What is needed
Reproduce each of the rows below word for word, leaving out none and changing nothing.

Input records
--- Start ---

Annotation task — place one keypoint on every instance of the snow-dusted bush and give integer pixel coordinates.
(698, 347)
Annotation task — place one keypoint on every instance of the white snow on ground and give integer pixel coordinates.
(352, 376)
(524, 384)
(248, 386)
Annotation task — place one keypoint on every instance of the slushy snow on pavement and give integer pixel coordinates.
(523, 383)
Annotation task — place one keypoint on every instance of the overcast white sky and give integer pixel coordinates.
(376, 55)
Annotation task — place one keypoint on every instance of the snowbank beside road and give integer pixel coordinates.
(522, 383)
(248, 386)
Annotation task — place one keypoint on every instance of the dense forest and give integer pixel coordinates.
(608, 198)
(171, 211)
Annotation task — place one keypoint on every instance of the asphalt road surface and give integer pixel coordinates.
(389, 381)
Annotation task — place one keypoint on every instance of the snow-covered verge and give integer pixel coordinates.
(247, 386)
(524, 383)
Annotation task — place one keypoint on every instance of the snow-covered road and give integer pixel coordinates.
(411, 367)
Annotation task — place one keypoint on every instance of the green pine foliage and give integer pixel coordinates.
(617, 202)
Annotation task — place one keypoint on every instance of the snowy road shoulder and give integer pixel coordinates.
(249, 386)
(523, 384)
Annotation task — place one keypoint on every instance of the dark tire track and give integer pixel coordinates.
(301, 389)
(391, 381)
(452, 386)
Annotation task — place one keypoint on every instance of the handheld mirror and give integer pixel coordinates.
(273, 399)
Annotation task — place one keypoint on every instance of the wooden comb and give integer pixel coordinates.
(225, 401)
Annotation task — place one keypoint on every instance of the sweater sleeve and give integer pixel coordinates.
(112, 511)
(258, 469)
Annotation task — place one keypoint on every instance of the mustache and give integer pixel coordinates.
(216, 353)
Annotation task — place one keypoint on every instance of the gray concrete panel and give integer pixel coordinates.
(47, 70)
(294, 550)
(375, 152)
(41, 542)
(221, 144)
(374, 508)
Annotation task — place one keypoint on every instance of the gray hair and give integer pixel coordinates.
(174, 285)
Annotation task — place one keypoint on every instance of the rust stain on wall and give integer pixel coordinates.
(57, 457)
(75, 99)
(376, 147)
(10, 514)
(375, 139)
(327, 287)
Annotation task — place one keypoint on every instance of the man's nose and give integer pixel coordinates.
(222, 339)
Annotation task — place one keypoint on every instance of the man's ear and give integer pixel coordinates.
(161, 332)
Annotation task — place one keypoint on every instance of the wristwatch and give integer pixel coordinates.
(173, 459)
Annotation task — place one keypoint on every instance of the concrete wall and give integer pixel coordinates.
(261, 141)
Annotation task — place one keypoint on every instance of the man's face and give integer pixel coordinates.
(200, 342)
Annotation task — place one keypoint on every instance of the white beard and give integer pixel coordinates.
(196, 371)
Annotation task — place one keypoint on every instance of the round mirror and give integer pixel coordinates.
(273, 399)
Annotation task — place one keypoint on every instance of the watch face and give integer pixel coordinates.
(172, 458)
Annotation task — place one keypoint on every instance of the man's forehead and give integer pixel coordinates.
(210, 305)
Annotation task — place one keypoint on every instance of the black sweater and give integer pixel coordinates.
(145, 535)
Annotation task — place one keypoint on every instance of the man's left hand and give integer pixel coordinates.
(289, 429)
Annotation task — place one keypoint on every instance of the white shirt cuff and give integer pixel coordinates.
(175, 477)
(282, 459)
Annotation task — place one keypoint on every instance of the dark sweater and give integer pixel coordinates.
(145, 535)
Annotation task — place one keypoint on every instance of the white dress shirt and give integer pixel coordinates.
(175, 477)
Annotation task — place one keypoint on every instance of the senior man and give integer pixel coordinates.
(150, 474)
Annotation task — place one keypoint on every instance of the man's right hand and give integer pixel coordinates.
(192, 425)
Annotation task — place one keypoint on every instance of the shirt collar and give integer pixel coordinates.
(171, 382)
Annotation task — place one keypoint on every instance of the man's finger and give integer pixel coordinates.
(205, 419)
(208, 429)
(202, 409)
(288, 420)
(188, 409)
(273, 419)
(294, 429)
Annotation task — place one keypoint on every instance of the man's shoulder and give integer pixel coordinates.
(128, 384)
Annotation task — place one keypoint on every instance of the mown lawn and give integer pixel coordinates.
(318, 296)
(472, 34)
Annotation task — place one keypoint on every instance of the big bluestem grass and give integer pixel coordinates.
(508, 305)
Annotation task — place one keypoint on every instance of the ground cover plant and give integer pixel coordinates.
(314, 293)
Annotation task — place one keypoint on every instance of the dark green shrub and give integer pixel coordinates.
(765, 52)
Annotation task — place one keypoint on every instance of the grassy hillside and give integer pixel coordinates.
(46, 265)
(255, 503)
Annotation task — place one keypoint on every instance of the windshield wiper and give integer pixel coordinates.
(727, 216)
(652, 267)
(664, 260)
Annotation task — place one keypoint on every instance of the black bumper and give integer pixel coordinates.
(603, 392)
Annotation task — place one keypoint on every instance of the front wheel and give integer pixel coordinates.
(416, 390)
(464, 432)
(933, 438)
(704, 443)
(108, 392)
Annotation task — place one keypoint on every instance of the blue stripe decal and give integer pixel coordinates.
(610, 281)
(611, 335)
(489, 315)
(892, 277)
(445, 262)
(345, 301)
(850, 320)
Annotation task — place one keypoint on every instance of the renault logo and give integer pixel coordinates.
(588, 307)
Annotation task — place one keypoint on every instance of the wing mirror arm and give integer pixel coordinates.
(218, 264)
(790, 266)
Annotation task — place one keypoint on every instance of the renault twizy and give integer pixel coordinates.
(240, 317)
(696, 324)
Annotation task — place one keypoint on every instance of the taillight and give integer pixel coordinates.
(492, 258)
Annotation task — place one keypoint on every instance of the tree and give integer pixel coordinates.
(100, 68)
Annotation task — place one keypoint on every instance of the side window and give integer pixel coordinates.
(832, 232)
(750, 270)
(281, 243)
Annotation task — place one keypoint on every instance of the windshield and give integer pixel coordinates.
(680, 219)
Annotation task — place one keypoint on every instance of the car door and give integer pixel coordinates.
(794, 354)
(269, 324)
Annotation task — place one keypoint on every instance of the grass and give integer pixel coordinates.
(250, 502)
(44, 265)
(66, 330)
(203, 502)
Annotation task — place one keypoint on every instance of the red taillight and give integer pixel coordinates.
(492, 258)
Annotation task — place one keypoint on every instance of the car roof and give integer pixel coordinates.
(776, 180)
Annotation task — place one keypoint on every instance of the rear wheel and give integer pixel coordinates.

--- End ---

Task solution
Annotation task — place one keypoint on every instance of the snow-dusted bush and give integer pixel coordinates.
(698, 347)
Annotation task — place one keypoint on every instance of the white snow on ground and give integer pixel coordinates.
(352, 376)
(524, 384)
(248, 386)
Annotation task — place one keypoint on every instance of the slushy snow on pavement and give integer pixel coordinates.
(523, 383)
Annotation task — place one keypoint on every instance of the overcast white sky and give integer pixel coordinates.
(376, 55)
Annotation task — place one keypoint on every instance of the snowbank beside road and give integer pixel coordinates.
(522, 383)
(248, 386)
Annotation task — place one keypoint on every instance of the dense forest and give integer pixel coordinates.
(608, 198)
(171, 211)
Annotation task — place one keypoint on every instance of the asphalt road surface and give integer pixel coordinates.
(389, 381)
Annotation task — place one keypoint on every instance of the snow-covered verge and give integer pixel coordinates.
(247, 386)
(524, 383)
Annotation task — place one keypoint on every instance of the snow-covered road and give integer pixel coordinates.
(411, 367)
Annotation task — place one keypoint on every instance of the green pine foliage and give integer pixel coordinates.
(617, 202)
Annotation task — place one keypoint on every instance of the snowy road shoulder and give integer pixel coordinates.
(249, 386)
(523, 384)
Annotation task — place one keypoint on every instance of the dark tire track and give integer pixel coordinates.
(301, 389)
(391, 381)
(452, 386)
Annotation task — place one keypoint on every instance of the handheld mirror and give integer pixel coordinates.
(273, 399)
Annotation task — place one keypoint on every instance of the wooden comb and give integer pixel coordinates.
(225, 401)
Annotation task — place one keypoint on every instance of the sweater sleeve and give integer pixel coordinates.
(112, 511)
(258, 469)
Annotation task — place one keypoint on every instance of the mustache and give integer pixel coordinates.
(216, 353)
Annotation task — place one keypoint on every instance of the gray concrete panel and give integer pixel coordinates.
(47, 70)
(294, 550)
(375, 152)
(41, 542)
(221, 144)
(374, 508)
Annotation task — place one keypoint on every instance of the gray hair and give integer pixel coordinates.
(174, 285)
Annotation task — place one keypoint on every instance of the rust stain on wall and give integer pixel coordinates.
(57, 457)
(75, 99)
(376, 147)
(10, 514)
(375, 139)
(327, 287)
Annotation task — place one keypoint on every instance of the man's nose and give integer pixel coordinates.
(222, 339)
Annotation task — place one keypoint on every instance of the man's ear and give integer pixel coordinates.
(161, 332)
Annotation task — place one keypoint on every instance of the wristwatch and give integer pixel coordinates.
(173, 459)
Annotation task — place one keypoint on every instance of the concrete wall and give integer pixel coordinates.
(261, 141)
Annotation task — place one keypoint on every instance of the man's face and give integer pixel coordinates.
(200, 342)
Annotation task — place one keypoint on every instance of the white beard and give integer pixel coordinates.
(196, 371)
Annotation task — place one keypoint on every instance of the round mirror and give integer pixel coordinates.
(273, 399)
Annotation task — place one keypoint on every instance of the watch face and give integer pixel coordinates.
(172, 458)
Annotation task — place one keypoint on every instance of the man's forehead and give integer pixel coordinates.
(210, 305)
Annotation task — place one keypoint on every instance of the black sweater and give integer pixel coordinates.
(145, 535)
Annotation task — place one keypoint on every instance of the man's left hand and give integer pixel coordinates.
(289, 429)
Annotation task — place one keypoint on every instance of the white shirt cuff and give integer pixel coordinates.
(175, 477)
(282, 459)
Annotation task — place one keypoint on every instance of the dark sweater and give integer pixel coordinates.
(145, 535)
Annotation task — place one keypoint on every instance of the white dress shirt and give integer pixel coordinates.
(175, 477)
Annotation task — place one keypoint on every instance of the senior man and give integer pixel coordinates.
(150, 474)
Annotation task — place one keypoint on every instance of the man's right hand and give integer pixel coordinates.
(192, 425)
Annotation task — place one keypoint on every instance of the shirt collar and give integer pixel coordinates.
(171, 382)
Annotation task — place one keypoint on every instance of the man's finger and give integer pixel coordinates.
(205, 419)
(208, 429)
(202, 409)
(288, 420)
(188, 409)
(273, 419)
(294, 429)
Annotation task — place one keypoint on every instance of the man's shoulder and give integer pixel coordinates.
(128, 384)
Annotation task — place one keypoint on every instance of the mown lawn and give integer pixel coordinates.
(318, 296)
(472, 34)
Annotation task — place one keypoint on every instance of the big bluestem grass and give integer pixel coordinates.
(508, 305)
Annotation task — place one keypoint on every instance of the ground cover plant and give integer pixel coordinates.
(314, 293)
Annotation task — place one keypoint on every instance of the dark green shrub and give integer pixel coordinates.
(765, 52)
Annotation task — place one keypoint on every instance of the grassy hillside and give integer pixel coordinates.
(46, 265)
(255, 503)
Annotation task — place one keypoint on every instance of the windshield wiper and give integer pixel coordinates.
(727, 216)
(652, 267)
(664, 260)
Annotation task — place one keypoint on every instance of the black bumper and give integer pixel coordinates.
(603, 392)
Annotation task — place one keypoint on every instance of the front wheel and give integer pixel coordinates.
(416, 390)
(464, 432)
(933, 438)
(704, 443)
(108, 392)
Annotation task — place one keypoint on every instance of the blue stripe decal and give integer pixel coordinates.
(610, 281)
(611, 335)
(489, 315)
(892, 277)
(445, 262)
(345, 301)
(850, 320)
Annotation task — place one keypoint on every instance of the renault logo and give integer pixel coordinates.
(588, 307)
Annotation task — place one keypoint on every instance of the wing mirror arm and give integer pixel coordinates.
(218, 264)
(790, 266)
Annotation task — place one keypoint on every instance of the renault twizy and give integer pixel coordinates.
(240, 317)
(696, 324)
Annotation task — place one keypoint on every instance of the taillight and give integer pixel coordinates.
(492, 258)
Annotation task — place one keypoint on every instance of the tree and give integer pixel coordinates.
(100, 68)
Annotation task — place one keypoint on every instance of the side window and give integer pixel coordinates.
(832, 232)
(750, 270)
(281, 243)
Annotation task — place one keypoint on every instance of the windshield and give integer pixel coordinates.
(680, 219)
Annotation task — place one keypoint on every instance of the car door and give integer pixel coordinates.
(794, 354)
(269, 324)
Annotation task — place one keypoint on every instance of the grass and give integer pixel coordinates.
(250, 502)
(44, 265)
(66, 330)
(203, 502)
Annotation task — place one keypoint on every instance of the red taillight and give integer pixel coordinates.
(492, 258)
Annotation task — place one keypoint on every instance of the car roof and give integer pixel coordinates.
(776, 180)
Annotation task — place one keypoint on every instance of the rear wheel and give integer pixel coordinates.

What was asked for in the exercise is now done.